● Your assignment
Set down exactly, from the records below, the line with "Target: blue helmet" through the line with "Target: red and white helmet", and nothing else.

Records from a data source:
== Segment start ==
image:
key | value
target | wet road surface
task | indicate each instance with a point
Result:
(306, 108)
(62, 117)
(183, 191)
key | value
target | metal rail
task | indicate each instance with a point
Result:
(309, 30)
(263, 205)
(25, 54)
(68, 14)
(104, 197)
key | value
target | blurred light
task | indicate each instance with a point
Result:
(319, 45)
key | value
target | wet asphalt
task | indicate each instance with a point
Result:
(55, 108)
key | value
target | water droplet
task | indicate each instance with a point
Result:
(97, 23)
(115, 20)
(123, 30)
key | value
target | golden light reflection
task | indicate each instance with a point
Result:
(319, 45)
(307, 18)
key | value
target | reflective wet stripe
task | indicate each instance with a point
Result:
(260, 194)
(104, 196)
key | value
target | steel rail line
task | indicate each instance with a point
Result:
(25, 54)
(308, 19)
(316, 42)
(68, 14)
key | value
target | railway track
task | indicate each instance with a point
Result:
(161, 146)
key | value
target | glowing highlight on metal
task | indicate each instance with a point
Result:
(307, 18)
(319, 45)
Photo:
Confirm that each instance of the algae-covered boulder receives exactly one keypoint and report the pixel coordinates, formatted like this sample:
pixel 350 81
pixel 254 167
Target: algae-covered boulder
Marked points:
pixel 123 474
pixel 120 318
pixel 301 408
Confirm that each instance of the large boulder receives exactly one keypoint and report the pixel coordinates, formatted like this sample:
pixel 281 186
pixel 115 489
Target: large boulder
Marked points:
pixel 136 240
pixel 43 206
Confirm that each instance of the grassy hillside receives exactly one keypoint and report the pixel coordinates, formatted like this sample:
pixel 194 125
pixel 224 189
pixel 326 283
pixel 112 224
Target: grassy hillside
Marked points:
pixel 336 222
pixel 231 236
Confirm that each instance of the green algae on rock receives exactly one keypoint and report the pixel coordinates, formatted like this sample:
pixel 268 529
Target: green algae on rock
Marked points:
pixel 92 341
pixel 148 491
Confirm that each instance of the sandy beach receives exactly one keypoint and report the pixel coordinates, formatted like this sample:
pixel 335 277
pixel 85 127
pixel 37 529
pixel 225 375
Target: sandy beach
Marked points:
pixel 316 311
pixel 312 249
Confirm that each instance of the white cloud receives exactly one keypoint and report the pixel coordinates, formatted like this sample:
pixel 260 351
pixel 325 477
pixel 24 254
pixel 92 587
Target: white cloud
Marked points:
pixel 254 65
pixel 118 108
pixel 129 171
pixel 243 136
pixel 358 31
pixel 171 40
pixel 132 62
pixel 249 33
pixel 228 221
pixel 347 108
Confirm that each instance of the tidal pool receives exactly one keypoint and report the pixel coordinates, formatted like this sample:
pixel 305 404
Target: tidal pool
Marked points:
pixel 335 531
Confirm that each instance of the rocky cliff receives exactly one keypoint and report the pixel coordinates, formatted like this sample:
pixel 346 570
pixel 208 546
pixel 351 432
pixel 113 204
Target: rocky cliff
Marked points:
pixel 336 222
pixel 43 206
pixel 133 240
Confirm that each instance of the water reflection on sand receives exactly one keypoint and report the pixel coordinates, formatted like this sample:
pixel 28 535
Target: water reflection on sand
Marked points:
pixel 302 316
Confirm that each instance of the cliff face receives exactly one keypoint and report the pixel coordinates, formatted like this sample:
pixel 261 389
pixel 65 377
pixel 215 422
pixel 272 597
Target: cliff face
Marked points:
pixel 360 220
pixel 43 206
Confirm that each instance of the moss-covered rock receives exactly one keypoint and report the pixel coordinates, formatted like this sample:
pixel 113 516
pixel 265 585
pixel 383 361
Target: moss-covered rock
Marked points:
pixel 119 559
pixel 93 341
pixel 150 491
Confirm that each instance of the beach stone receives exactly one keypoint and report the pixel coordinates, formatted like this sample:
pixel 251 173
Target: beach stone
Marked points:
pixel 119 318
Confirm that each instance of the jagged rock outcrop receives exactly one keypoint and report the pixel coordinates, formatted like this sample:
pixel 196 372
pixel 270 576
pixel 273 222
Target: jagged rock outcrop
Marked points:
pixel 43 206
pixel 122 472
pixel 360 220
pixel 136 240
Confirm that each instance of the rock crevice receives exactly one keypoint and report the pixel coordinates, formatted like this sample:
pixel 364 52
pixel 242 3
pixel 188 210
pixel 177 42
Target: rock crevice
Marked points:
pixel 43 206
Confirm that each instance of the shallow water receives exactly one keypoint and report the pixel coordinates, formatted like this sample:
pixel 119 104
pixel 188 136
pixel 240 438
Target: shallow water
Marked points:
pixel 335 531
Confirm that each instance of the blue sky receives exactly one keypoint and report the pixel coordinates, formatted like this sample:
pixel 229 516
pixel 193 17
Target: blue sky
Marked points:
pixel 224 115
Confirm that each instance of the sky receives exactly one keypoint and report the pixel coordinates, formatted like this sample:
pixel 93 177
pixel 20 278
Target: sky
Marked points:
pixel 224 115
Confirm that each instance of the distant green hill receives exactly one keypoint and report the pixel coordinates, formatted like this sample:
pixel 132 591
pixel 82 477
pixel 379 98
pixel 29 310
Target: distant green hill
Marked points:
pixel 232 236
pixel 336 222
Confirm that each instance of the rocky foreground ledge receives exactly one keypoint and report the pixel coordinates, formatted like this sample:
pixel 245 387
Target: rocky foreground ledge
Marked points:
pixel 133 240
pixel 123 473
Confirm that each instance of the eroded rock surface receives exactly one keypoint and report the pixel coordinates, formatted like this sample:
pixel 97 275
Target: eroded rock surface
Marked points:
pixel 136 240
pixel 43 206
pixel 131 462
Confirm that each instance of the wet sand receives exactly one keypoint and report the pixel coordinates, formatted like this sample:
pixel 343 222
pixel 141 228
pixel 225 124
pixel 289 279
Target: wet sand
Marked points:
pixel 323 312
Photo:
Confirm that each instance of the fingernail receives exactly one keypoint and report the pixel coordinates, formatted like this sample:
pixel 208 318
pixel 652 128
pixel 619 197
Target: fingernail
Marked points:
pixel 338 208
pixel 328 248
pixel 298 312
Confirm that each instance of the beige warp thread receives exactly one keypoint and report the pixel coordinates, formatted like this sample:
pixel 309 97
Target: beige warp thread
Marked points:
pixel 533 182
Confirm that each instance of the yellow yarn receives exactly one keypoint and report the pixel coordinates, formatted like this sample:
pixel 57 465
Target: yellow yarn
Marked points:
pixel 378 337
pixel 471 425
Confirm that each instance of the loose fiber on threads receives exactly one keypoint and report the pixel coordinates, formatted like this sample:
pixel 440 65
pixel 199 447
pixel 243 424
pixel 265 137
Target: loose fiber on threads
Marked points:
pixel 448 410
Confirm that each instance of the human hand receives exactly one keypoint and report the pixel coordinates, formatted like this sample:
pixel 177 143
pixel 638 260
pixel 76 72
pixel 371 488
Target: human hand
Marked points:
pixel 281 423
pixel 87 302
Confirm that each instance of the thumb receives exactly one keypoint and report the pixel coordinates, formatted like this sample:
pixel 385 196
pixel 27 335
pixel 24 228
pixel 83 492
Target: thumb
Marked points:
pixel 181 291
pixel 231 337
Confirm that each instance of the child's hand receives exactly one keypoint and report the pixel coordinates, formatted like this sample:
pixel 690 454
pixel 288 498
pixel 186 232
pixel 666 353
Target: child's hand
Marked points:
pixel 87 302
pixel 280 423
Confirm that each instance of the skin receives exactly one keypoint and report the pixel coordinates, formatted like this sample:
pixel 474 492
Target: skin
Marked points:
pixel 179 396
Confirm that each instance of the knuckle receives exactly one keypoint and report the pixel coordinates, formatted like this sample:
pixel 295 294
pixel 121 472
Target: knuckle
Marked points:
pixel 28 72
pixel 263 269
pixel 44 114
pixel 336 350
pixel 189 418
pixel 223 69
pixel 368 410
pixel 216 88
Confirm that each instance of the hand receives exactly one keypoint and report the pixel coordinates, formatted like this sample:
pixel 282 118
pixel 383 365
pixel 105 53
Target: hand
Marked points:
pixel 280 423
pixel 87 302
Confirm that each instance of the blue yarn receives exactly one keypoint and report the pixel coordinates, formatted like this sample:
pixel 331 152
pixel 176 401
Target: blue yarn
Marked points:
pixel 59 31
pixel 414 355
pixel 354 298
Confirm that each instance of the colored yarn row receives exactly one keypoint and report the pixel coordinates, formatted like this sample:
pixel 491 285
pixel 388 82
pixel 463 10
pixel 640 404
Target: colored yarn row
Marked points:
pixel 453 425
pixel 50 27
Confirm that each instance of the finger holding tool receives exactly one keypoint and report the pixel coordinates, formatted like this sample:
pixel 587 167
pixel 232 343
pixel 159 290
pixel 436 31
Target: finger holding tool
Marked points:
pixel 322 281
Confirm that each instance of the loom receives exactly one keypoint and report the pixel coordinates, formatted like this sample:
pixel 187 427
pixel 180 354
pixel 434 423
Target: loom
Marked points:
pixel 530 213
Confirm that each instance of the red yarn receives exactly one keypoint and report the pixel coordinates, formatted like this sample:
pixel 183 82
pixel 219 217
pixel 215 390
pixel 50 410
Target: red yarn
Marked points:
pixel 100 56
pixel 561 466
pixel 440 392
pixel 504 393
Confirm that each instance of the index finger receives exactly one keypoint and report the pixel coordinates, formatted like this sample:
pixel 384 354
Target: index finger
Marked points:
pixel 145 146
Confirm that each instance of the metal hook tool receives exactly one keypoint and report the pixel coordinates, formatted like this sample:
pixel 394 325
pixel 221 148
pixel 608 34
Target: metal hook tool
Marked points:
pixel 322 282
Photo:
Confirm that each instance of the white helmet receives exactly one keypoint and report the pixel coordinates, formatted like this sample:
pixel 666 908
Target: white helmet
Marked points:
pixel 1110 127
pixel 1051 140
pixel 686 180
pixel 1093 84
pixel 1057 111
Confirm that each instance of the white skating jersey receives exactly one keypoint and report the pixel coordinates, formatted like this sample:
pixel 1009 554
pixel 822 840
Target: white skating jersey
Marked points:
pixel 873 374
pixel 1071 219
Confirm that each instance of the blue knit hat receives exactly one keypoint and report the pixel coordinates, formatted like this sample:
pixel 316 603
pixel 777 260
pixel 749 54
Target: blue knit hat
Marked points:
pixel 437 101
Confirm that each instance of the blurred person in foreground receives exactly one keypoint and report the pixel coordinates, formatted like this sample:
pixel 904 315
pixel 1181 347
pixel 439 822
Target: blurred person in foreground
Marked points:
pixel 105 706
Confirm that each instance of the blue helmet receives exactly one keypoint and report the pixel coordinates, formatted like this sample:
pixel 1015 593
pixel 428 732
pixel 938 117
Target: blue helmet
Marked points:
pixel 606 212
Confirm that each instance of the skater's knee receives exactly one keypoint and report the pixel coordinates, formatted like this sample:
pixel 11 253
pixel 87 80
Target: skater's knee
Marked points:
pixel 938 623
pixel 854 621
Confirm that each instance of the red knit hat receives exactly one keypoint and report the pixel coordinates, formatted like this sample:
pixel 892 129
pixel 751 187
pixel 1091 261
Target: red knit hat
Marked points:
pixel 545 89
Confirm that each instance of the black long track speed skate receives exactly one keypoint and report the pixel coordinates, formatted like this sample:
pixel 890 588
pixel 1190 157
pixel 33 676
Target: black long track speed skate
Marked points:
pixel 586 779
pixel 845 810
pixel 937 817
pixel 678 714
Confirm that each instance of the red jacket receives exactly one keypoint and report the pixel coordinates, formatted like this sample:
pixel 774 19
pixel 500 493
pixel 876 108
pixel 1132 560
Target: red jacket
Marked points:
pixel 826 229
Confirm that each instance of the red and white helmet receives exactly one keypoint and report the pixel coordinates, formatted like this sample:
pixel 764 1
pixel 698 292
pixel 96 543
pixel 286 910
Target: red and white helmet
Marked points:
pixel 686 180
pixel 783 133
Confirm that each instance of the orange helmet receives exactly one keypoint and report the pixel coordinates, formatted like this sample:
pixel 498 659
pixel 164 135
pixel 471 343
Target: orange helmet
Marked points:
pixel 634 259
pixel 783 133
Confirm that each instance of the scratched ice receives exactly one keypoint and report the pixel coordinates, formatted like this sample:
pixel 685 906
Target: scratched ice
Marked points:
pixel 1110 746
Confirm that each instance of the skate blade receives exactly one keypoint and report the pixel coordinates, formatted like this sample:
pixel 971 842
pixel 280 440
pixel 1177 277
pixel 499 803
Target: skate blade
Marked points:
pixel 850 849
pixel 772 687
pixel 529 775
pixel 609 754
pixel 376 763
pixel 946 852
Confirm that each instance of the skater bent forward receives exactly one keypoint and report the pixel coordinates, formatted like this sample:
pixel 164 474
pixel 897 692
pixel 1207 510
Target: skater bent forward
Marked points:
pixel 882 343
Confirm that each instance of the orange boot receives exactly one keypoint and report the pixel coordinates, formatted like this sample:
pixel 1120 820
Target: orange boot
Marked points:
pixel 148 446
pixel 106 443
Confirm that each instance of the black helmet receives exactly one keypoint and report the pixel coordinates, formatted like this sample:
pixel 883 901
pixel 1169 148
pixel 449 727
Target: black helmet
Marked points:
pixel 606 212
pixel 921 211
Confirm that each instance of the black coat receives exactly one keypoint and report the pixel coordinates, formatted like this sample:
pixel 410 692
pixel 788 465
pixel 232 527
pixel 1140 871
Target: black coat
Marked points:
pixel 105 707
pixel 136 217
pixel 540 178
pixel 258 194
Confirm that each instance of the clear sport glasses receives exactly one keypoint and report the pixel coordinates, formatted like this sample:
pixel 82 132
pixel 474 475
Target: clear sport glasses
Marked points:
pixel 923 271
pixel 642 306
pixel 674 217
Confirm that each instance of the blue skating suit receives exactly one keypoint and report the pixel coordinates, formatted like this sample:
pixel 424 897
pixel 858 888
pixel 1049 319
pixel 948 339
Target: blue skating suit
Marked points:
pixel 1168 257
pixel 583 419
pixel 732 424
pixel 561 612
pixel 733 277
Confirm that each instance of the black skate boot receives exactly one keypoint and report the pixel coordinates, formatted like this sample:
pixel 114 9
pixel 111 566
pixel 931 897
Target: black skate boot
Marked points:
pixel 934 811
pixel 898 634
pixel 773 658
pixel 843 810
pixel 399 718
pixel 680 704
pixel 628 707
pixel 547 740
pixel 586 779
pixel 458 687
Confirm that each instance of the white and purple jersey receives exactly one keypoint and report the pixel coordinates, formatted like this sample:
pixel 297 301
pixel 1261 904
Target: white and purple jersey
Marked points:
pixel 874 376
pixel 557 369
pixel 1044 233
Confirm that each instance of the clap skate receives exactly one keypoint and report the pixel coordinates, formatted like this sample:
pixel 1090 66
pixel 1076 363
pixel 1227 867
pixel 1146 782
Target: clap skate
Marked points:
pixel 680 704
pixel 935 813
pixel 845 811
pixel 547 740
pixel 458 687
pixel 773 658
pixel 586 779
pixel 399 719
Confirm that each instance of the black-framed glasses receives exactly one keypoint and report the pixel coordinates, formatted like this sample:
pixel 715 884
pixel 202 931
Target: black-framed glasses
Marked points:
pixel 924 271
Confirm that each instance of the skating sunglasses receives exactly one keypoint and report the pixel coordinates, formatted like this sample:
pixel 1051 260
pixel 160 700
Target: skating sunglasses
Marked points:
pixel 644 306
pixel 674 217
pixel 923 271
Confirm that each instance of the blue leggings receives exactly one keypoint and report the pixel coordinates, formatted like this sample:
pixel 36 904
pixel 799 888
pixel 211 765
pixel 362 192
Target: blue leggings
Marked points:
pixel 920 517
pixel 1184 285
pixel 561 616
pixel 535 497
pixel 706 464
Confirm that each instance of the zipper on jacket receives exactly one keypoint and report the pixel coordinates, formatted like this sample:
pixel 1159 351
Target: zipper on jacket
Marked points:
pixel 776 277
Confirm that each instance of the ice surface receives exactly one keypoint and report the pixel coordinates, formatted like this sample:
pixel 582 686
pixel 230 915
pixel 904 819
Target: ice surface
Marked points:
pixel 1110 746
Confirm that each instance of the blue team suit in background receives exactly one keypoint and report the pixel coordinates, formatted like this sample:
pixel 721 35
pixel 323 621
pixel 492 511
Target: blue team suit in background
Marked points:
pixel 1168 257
== Segment end ==
● Task response
Target: blue helmet
Marked points:
pixel 606 212
Confirm that each instance of the skater's knee receives exactly one keypoint and report the pixel coordinates, formatted like this sample:
pixel 11 253
pixel 87 80
Target: skater's knee
Marked points:
pixel 938 623
pixel 854 621
Confirm that each instance of the red knit hat receives exactly one keypoint and report the pixel coordinates, formatted like this sample:
pixel 892 129
pixel 751 187
pixel 1091 261
Target: red knit hat
Marked points:
pixel 545 89
Confirm that each instance of the black long track speed skate receives exactly one keypoint and report the pixel coordinates, formatted like this sample:
pixel 890 588
pixel 1190 157
pixel 33 676
Target: black long track speed skate
Marked points:
pixel 586 779
pixel 845 810
pixel 937 817
pixel 678 714
Confirm that each instance of the red jacket receives exactly one keypoint and report the pixel coordinates, formatted like this sample:
pixel 774 19
pixel 500 493
pixel 876 108
pixel 1132 560
Target: red jacket
Marked points:
pixel 826 229
Confirm that each instance of the red and white helmet receives exactly one keypoint and report the pixel coordinates, formatted like this sample:
pixel 764 1
pixel 698 292
pixel 96 543
pixel 286 910
Target: red and white helmet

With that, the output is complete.